**EXERCISE GOAL**
Find every line in the records below that contains the word "boardwalk" and copy each one.

-- START SUPPLIED MATERIAL --

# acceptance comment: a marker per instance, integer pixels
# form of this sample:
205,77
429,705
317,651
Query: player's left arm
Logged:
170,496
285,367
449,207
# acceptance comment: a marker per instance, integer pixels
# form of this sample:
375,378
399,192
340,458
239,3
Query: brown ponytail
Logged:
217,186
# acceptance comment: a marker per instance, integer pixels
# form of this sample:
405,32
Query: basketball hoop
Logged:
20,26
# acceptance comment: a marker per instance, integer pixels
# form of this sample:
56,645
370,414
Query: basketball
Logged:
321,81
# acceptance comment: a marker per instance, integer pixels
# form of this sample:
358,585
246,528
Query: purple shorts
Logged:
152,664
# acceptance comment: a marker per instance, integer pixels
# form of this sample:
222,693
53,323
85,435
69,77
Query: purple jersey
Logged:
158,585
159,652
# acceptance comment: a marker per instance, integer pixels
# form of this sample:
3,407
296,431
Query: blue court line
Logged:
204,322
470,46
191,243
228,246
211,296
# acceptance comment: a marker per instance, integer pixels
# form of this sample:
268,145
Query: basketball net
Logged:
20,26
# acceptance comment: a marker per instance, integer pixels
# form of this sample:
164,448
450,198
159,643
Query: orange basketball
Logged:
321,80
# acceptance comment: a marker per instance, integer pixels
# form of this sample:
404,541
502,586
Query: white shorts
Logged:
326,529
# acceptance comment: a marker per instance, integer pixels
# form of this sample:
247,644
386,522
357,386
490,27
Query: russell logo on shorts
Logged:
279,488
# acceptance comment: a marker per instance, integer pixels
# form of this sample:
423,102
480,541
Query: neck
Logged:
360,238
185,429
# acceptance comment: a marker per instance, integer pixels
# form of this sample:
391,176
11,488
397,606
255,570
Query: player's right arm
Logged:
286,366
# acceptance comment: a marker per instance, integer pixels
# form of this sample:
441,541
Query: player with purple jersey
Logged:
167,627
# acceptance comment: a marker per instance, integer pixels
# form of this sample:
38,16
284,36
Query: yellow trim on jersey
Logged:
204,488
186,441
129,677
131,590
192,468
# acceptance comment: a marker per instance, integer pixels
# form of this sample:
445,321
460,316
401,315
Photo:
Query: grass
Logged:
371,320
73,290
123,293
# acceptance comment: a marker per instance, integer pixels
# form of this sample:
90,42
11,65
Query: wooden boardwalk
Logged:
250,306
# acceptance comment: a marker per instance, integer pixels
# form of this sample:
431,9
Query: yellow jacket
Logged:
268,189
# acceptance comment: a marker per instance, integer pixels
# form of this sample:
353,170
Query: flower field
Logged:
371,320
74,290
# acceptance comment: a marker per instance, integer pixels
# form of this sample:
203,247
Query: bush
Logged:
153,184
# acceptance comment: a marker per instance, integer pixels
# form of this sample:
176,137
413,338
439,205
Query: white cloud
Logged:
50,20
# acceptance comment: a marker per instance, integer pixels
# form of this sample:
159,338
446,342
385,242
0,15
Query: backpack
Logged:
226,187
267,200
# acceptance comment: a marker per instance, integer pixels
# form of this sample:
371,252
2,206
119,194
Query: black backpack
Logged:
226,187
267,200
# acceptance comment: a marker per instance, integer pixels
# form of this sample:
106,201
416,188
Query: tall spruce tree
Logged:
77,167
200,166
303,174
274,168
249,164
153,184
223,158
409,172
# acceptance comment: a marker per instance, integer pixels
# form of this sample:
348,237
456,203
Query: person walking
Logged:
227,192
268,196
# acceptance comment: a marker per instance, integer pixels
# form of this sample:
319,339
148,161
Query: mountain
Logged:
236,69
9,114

-- END SUPPLIED MATERIAL --
-- START SUPPLIED MATERIAL --

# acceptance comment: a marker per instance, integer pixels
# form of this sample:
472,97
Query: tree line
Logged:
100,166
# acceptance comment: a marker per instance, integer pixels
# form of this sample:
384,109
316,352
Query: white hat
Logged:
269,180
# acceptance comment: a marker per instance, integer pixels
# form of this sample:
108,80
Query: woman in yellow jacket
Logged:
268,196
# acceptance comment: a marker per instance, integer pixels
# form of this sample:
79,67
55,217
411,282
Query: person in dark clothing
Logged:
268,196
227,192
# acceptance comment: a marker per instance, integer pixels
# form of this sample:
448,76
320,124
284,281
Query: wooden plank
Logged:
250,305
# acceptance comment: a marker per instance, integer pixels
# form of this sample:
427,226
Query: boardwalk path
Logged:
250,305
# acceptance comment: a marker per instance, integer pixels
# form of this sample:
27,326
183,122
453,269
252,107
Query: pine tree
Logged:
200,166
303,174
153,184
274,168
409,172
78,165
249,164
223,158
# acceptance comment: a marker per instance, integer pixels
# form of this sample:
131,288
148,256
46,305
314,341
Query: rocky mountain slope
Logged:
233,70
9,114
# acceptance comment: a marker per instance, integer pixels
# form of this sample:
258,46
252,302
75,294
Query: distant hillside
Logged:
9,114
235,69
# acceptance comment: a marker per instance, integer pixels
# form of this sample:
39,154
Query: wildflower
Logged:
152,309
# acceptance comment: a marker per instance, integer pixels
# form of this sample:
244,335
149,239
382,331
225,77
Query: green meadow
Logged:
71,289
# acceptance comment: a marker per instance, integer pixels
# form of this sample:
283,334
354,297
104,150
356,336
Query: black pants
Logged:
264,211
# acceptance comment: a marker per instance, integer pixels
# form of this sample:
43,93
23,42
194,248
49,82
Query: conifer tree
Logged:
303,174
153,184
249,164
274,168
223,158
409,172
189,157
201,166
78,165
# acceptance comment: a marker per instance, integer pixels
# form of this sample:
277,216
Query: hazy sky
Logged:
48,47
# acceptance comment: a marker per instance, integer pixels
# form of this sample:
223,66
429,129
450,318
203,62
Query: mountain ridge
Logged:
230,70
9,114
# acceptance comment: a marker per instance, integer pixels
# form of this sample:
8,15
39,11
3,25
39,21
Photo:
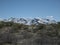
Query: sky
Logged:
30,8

-- END SUPPLIED MATERIAL --
-- START SUPPLIED MATERIAL --

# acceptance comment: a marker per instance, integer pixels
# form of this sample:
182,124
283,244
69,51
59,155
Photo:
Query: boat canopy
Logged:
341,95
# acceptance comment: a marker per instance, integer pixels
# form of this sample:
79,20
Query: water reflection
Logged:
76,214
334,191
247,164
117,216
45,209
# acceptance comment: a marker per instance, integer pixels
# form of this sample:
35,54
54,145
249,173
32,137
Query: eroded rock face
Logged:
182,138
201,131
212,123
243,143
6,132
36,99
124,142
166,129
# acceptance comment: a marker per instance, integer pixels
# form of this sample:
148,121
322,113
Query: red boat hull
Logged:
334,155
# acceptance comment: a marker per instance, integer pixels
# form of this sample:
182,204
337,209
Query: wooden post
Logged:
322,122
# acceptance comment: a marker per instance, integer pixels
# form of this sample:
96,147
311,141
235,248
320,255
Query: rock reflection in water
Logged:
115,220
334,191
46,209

-- END SUPPLIED MATERIAL --

**ANSWER TO THE EXERCISE**
Query: wooden boardwalk
Query: boardwalk path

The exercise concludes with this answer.